Tuesday, January 24, 2012

ONE. thing. at. a. time.

Many exciting things on the horizon for 2012.  This year my baby girl Julianna turns the big O-N-E at the end of March and, yes, I am already starting to plan for the big celebration.  She has brought so many smiles to our little piece of the world in this short year that went by at lighting speed!  She is crawling like a pro and pulling herself up to a standing position.  When she crawls after me (she is becoming very clingy lately) she tries standing up.  She pushes her butt in the air but can't seem to manage to let go of the floor with her hands.  She's almost there!

Then


Now
We are trying to schedule a family photoshoot/Julianna's 1yr shots with Bobby's cousin.  We hope to use these pictures for her invitation.  Still have not nailed down a theme yet but I think it is going to be Spring-esque.  She is my little Spring birdie.  I just can't believe the year is almost up!
--
What to do:
[1] Swap "the horizon" for "the calendar" in the blog post and write out the passage from "ONE. thing. at." to "hands.  She's almost there!".
[2] Carry on writing the blog post about Julianna's first year, starting after its final sentence.
The entries that follow come from a separate source unrelated to the blog post.
--
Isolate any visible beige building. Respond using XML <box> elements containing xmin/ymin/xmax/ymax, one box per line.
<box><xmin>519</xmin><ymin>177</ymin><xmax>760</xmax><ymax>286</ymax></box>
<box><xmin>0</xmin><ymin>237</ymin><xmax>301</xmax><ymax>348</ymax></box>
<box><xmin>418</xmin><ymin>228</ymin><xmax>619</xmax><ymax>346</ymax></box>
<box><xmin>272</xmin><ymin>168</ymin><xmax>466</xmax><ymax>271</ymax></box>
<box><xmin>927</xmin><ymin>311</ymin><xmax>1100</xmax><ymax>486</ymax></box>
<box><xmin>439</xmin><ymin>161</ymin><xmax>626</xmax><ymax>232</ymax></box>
--
Results of the tasks:
[1]
ONE. thing. at. a. time.

Many exciting things on the calendar for 2012.  This year my baby girl Julianna turns the big O-N-E at the end of March and, yes, I am already starting to plan for the big celebration.  She has brought so many smiles to our little piece of the world in this short year that went by at lighting speed!  She is crawling like a pro and pulling herself up to a standing position.  When she crawls after me (she is becoming very clingy lately) she tries standing up.  She pushes her butt in the air but can't seem to manage to let go of the floor with her hands.  She's almost there!

[2]
This brings me to my next decision, do we wait one more year to work on baby number 3?  Bobby and I always imagined all our babies would be close in age.  We like the age gap we have now with the girlies but throwing another into the picture right now just seems a little crowded.  I would love to welcome another into our home but I have to keep in mind our support group.  We are lucky to have family that help us out A LOT with child care.  Currently, my sister and Bobby's sister is pregnant.  We are so happy to be getting more cousins for the girls but that does play on our decision to add another to our supportive family at this time.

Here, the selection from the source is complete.